Exercise: The listing is to be transcribed in full, with its images left out.

○ ○ ○ ○ ○

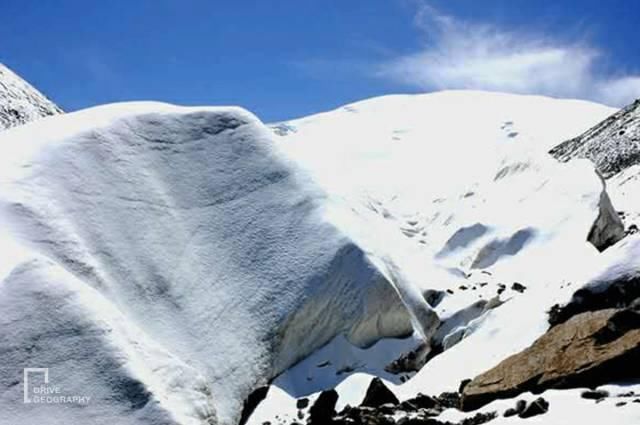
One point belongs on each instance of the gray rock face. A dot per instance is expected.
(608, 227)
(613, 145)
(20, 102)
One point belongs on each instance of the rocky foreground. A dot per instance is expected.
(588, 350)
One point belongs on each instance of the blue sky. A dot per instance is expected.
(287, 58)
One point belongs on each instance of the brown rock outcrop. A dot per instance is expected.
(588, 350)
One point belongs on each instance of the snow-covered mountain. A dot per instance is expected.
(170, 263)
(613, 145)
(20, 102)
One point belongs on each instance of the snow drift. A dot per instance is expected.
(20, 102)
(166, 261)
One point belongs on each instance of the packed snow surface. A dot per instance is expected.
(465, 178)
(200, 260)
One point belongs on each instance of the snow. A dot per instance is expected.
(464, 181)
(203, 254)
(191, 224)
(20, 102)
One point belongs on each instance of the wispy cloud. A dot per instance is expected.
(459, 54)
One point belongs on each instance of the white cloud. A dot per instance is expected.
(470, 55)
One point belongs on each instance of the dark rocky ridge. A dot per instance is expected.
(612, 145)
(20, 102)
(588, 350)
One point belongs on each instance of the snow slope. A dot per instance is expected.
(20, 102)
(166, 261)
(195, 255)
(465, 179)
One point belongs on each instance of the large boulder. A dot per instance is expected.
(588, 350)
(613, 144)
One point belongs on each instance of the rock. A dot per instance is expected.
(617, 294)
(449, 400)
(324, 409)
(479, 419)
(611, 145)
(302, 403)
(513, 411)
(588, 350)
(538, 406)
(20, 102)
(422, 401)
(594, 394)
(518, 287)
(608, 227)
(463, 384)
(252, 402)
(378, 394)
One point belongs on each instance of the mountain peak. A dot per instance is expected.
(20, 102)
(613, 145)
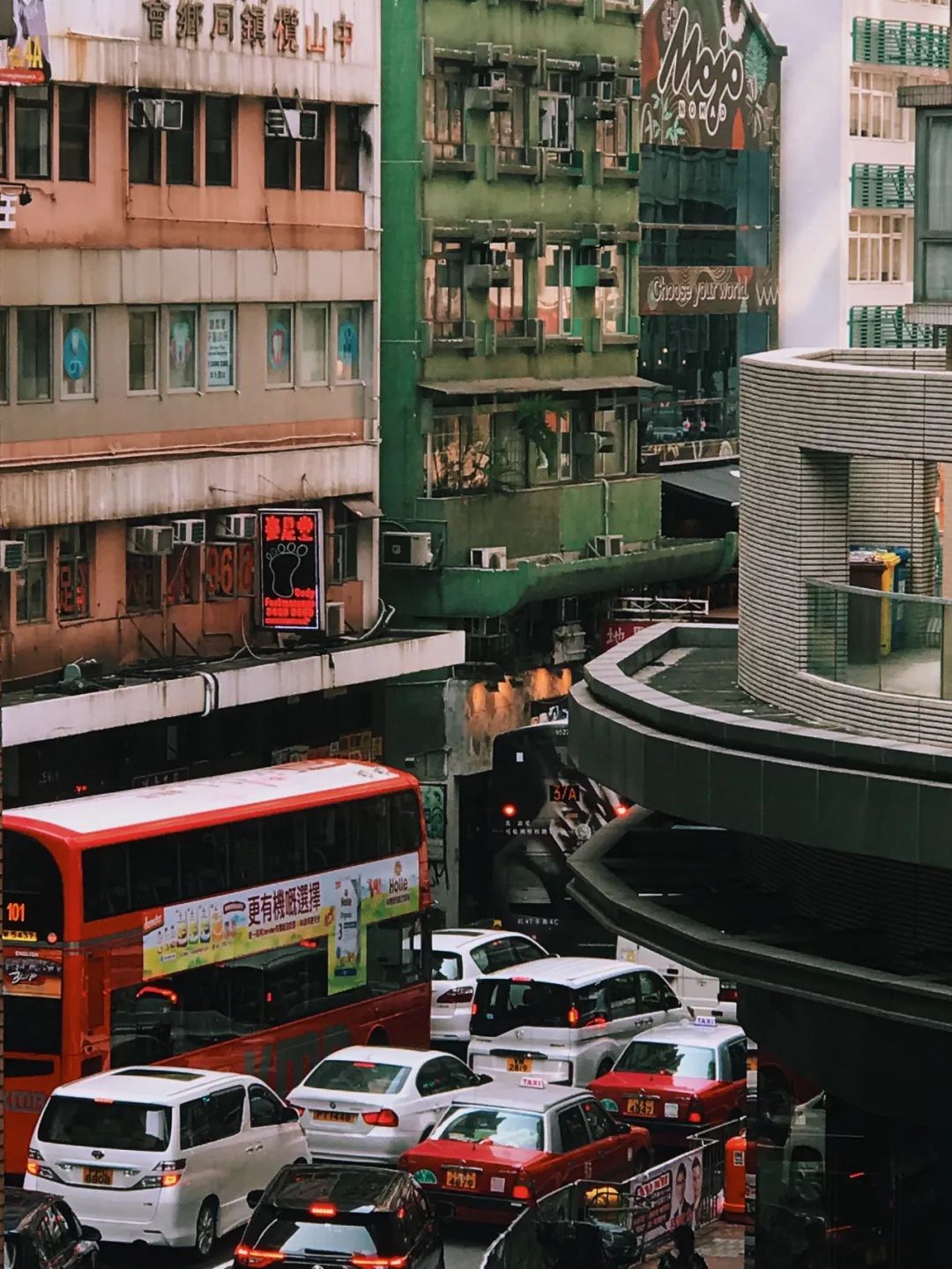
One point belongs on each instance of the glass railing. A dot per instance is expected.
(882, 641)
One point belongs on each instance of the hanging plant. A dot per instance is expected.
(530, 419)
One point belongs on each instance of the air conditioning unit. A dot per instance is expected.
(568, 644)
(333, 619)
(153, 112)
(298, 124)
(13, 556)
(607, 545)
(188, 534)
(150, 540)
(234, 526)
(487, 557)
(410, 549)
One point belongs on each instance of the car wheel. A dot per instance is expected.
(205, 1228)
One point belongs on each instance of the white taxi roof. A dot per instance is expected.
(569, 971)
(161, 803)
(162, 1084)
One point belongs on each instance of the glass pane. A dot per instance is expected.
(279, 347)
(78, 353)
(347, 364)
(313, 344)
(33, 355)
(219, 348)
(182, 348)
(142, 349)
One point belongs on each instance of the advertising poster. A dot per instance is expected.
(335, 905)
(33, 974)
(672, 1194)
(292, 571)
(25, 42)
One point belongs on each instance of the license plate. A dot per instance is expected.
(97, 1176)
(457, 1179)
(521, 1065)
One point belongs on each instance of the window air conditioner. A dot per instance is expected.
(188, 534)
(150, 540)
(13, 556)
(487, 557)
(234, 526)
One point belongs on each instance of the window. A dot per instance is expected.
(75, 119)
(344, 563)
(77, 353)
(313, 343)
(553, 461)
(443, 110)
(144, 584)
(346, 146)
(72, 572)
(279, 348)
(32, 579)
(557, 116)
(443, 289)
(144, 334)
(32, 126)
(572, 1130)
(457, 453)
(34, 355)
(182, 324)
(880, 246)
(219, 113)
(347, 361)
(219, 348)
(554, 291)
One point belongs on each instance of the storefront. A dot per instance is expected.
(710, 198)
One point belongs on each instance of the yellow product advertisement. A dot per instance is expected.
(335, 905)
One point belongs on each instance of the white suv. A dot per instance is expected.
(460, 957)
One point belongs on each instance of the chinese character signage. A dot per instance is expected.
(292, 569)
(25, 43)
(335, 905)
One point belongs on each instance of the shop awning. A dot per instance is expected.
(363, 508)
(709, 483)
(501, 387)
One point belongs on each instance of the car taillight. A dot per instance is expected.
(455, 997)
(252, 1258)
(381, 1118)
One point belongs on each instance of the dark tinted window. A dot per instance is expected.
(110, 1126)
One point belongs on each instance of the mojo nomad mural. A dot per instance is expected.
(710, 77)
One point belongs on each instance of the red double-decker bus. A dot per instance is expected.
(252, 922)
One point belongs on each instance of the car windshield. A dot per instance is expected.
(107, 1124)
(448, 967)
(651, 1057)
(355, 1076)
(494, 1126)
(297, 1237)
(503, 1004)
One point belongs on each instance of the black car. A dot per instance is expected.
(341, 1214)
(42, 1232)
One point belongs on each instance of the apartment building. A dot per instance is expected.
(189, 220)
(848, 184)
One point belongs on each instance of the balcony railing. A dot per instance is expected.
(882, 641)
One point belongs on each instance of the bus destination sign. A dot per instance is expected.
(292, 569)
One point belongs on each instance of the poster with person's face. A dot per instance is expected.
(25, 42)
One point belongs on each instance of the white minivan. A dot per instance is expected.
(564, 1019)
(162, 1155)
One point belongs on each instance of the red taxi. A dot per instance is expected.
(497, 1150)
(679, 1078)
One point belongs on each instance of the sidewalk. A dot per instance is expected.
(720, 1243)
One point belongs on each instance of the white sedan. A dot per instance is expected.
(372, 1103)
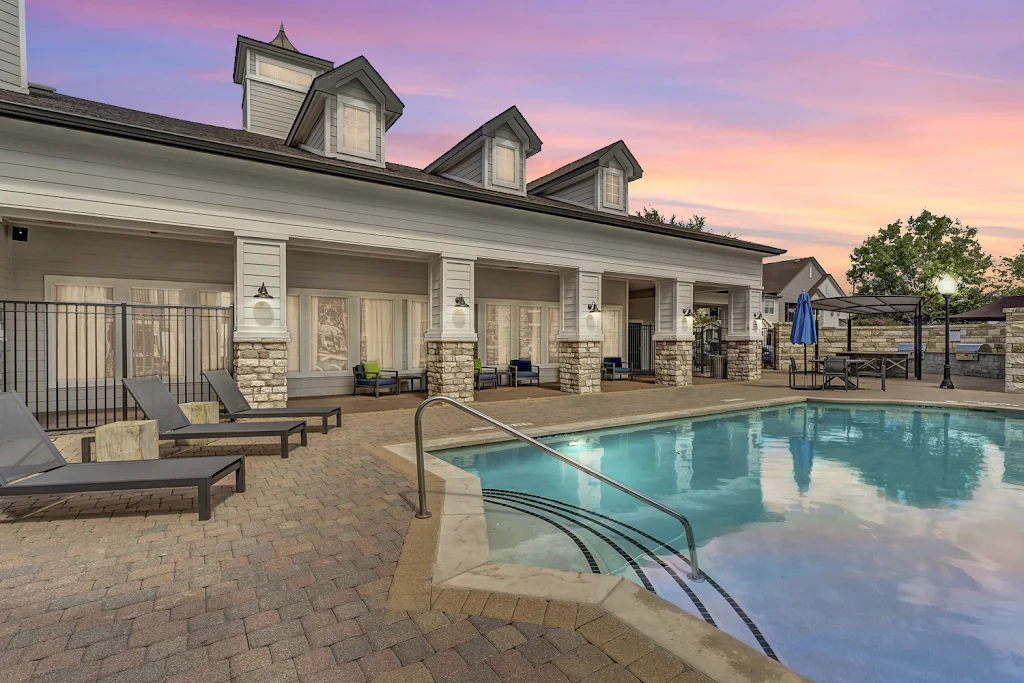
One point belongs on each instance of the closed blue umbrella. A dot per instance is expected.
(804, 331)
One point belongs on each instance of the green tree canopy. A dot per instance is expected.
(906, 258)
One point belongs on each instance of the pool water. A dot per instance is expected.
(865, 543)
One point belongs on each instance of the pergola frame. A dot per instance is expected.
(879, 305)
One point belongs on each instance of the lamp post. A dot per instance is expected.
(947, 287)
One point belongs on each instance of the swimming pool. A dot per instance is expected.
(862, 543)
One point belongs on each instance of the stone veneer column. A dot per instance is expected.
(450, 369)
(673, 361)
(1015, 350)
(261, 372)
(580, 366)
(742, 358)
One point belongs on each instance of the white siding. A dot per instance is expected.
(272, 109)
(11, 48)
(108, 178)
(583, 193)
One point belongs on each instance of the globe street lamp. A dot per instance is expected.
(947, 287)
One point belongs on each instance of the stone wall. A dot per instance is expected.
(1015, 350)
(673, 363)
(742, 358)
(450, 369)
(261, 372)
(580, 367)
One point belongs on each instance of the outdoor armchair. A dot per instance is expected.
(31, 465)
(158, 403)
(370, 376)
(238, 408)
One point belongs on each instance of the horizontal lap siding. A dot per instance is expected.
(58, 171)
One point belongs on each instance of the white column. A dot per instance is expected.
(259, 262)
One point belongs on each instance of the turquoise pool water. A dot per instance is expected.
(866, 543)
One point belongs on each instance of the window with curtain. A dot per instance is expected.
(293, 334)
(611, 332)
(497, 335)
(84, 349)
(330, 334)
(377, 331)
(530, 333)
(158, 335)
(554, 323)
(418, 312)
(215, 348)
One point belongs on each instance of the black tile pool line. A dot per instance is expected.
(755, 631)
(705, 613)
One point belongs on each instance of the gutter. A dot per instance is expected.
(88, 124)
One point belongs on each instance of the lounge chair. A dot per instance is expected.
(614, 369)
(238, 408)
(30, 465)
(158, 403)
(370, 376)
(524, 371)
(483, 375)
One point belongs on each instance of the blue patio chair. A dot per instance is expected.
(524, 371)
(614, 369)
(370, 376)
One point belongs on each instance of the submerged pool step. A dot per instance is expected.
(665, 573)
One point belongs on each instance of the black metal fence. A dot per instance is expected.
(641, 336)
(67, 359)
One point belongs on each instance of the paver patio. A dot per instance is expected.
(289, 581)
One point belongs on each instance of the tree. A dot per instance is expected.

○ ○ ○ ○ ○

Finished task:
One point belongs on each instance of the gray rock face. A dot per instance is expected.
(608, 227)
(613, 145)
(20, 102)
One point belongs on each instance of the rocky foreground. A dot per instance is expected.
(588, 350)
One point belongs on each instance of the blue sky. A dot per instance is expected.
(287, 58)
One point belongs on each instance of the brown rock outcrop. A dot per instance is expected.
(588, 350)
One point belongs on each instance of the snow-covered mountain. A dot per instance is expected.
(170, 263)
(613, 145)
(20, 102)
One point belongs on each instance of the snow drift. A dot per instance is expected.
(20, 102)
(166, 261)
One point belongs on each instance of the packed snow surface. A dot per instance is expected.
(465, 178)
(200, 260)
One point belongs on each instance of the snow. A dot per instance is expected.
(464, 181)
(203, 254)
(191, 224)
(20, 102)
One point belongs on each instance of the wispy cloud. A dot per instance is expected.
(459, 54)
One point belongs on each instance of the white cloud. A dot per instance is expected.
(470, 55)
One point belongs on each instance of the dark rocky ridge. A dot per instance is expected.
(612, 145)
(20, 102)
(588, 350)
One point belongs on each instance of the snow slope. A dot per instance is expected.
(20, 102)
(166, 261)
(195, 255)
(465, 179)
One point belongs on each instance of the large boulder. A dot per instance is expected.
(588, 350)
(613, 144)
One point belongs on each instance of the rock. A dot per instance is expected.
(617, 294)
(449, 400)
(324, 409)
(479, 419)
(611, 145)
(302, 403)
(513, 411)
(588, 350)
(538, 406)
(20, 102)
(422, 401)
(594, 394)
(518, 287)
(608, 227)
(463, 384)
(252, 402)
(378, 394)
One point belongs on each instance of the mountain peak. A dot per instance is expected.
(20, 102)
(613, 145)
One point belongs on each instance of the glass railing. A dot per instance is expected.
(882, 641)
One point belongs on each instance of the hanging plant. A dot per instance is expected.
(530, 419)
One point belongs on each instance of the air conditioning unit. A dot per instance is expected.
(568, 644)
(333, 619)
(153, 112)
(298, 124)
(13, 556)
(607, 545)
(188, 534)
(150, 540)
(234, 526)
(487, 557)
(410, 549)
One point belongs on each instance of the car wheel. A dot per instance is expected.
(205, 1228)
One point belongs on each instance of the white taxi roof. A dot per instance is expected.
(569, 971)
(161, 803)
(162, 1084)
One point belongs on each instance of the glass pane. A dot per instance is expected.
(279, 347)
(78, 353)
(347, 364)
(313, 344)
(33, 355)
(219, 348)
(182, 348)
(142, 349)
One point belongs on each instance of the advertising poster. A dot per instance is expected.
(335, 905)
(33, 974)
(672, 1194)
(292, 571)
(25, 42)
One point belongs on each instance of the license plate. A dot per instance is expected.
(97, 1176)
(457, 1179)
(521, 1065)
One point belongs on each instance of the window air conditioner. A dot per instance is expected.
(188, 534)
(150, 540)
(13, 556)
(487, 557)
(234, 526)
One point belongs on each instance of the window. A dot per instance is expected.
(75, 119)
(344, 563)
(77, 353)
(313, 343)
(553, 461)
(443, 110)
(144, 584)
(346, 146)
(72, 572)
(279, 348)
(32, 579)
(557, 116)
(443, 289)
(144, 334)
(32, 126)
(572, 1130)
(457, 453)
(34, 355)
(182, 324)
(880, 246)
(219, 113)
(347, 361)
(219, 348)
(554, 291)
One point belongs on each instance of the storefront. A dot per instance is expected.
(710, 198)
One point belongs on each instance of the yellow product advertisement. A dot per instance is expected.
(335, 905)
One point belongs on each instance of the white suv. A dot per instance is expected.
(460, 957)
One point belongs on each instance of the chinese character signage. A dot per instance is expected.
(292, 569)
(25, 43)
(335, 905)
One point belongs on each instance of the shop awning. A dot per instance is expected.
(363, 508)
(709, 483)
(501, 387)
One point belongs on each instance of the car taillight. A dot per instance is expected.
(455, 997)
(252, 1258)
(381, 1118)
One point belongs on each instance of the dark tinted window. A dot per instance is expected.
(110, 1126)
One point belongs on each instance of the mojo nomad mural. A dot per instance is expected.
(710, 77)
One point belongs on each instance of the red double-decker bus. A dot per instance is expected.
(252, 922)
One point belongs on each instance of the car windshield. A dot per instance is expected.
(107, 1124)
(448, 967)
(651, 1057)
(355, 1076)
(494, 1126)
(297, 1237)
(503, 1004)
One point belongs on each instance of the black car. A dot per instance is expected.
(341, 1214)
(42, 1232)
One point belongs on each instance of the apartment building. A dot per instance is expected.
(189, 220)
(848, 184)
One point belongs on each instance of the balcony railing. A dot per instance is expected.
(882, 641)
One point belongs on each instance of the bus destination sign. A dot per instance is expected.
(292, 569)
One point belongs on each instance of the poster with person's face. A dot per instance is expected.
(25, 42)
One point belongs on each instance of the white minivan. A dot per instance is expected.
(564, 1019)
(162, 1155)
One point belongs on each instance of the red taxi. A dot per instance is expected.
(497, 1150)
(679, 1078)
One point belongs on each instance of the sidewalk. A dot per instance is expected.
(720, 1243)
One point belongs on each instance of the white sedan. A dot per instance is expected.
(372, 1103)
One point belongs on each instance of the closed blue umbrella. A dot per instance is expected.
(804, 331)
One point belongs on each instance of the green tree canopy. A dot per instance is expected.
(906, 258)
One point belongs on each instance of the pool water. A dot per instance is expected.
(865, 543)
One point belongs on each instance of the pergola frame. A dot per instance is expected.
(879, 305)
One point belongs on each instance of the lamp post. A dot per instance is expected.
(947, 287)
One point belongs on each instance of the swimming pool. A dot per instance is expected.
(862, 543)
One point belongs on each instance of the stone veneer column. A dot per instance is expected.
(450, 369)
(673, 361)
(1015, 350)
(261, 372)
(580, 366)
(742, 358)
One point belongs on each instance of the white siding. A dot per instance is expected.
(272, 109)
(11, 48)
(108, 178)
(583, 193)
One point belongs on each instance of the globe street lamp. A dot per instance is expected.
(947, 287)
One point belongs on each instance of the stone wall. A dot per instance is expected.
(1015, 350)
(673, 363)
(742, 358)
(450, 369)
(261, 372)
(580, 367)
One point belongs on each instance of the outdoor armchair. A dot per instance is expected.
(31, 465)
(158, 403)
(370, 376)
(238, 408)
One point belongs on each instance of the horizontal lap siding. A dot per instance is expected.
(58, 171)
One point belongs on each instance of the white column. A dot per instance is expected.
(259, 262)
One point belongs on each instance of the turquoise pool water. A dot per instance is expected.
(866, 543)
One point belongs on each instance of the window with curtain. A dot per instance is expected.
(293, 334)
(611, 332)
(497, 335)
(84, 349)
(330, 334)
(377, 331)
(530, 333)
(158, 335)
(554, 323)
(418, 312)
(215, 348)
One point belongs on each instance of the black tile pool line. A dot per instance is expected.
(755, 631)
(705, 613)
One point belongs on each instance of the gutter. A dot per instance is expected.
(88, 124)
One point belongs on each instance of the lounge chair. A dot per instance is expected.
(614, 369)
(238, 408)
(30, 465)
(158, 403)
(370, 376)
(524, 371)
(483, 375)
One point belongs on each instance of the blue patio chair. A dot per instance is expected.
(524, 371)
(614, 369)
(370, 376)
One point belongs on each instance of the submerged pool step. A dot per instance is expected.
(665, 573)
One point belongs on each instance of the black metal fence. A dot per instance is expected.
(641, 336)
(67, 359)
One point belongs on each instance of the paver patio. A dot per instance is expected.
(289, 581)
One point belongs on each instance of the tree. A dot per instance is expected.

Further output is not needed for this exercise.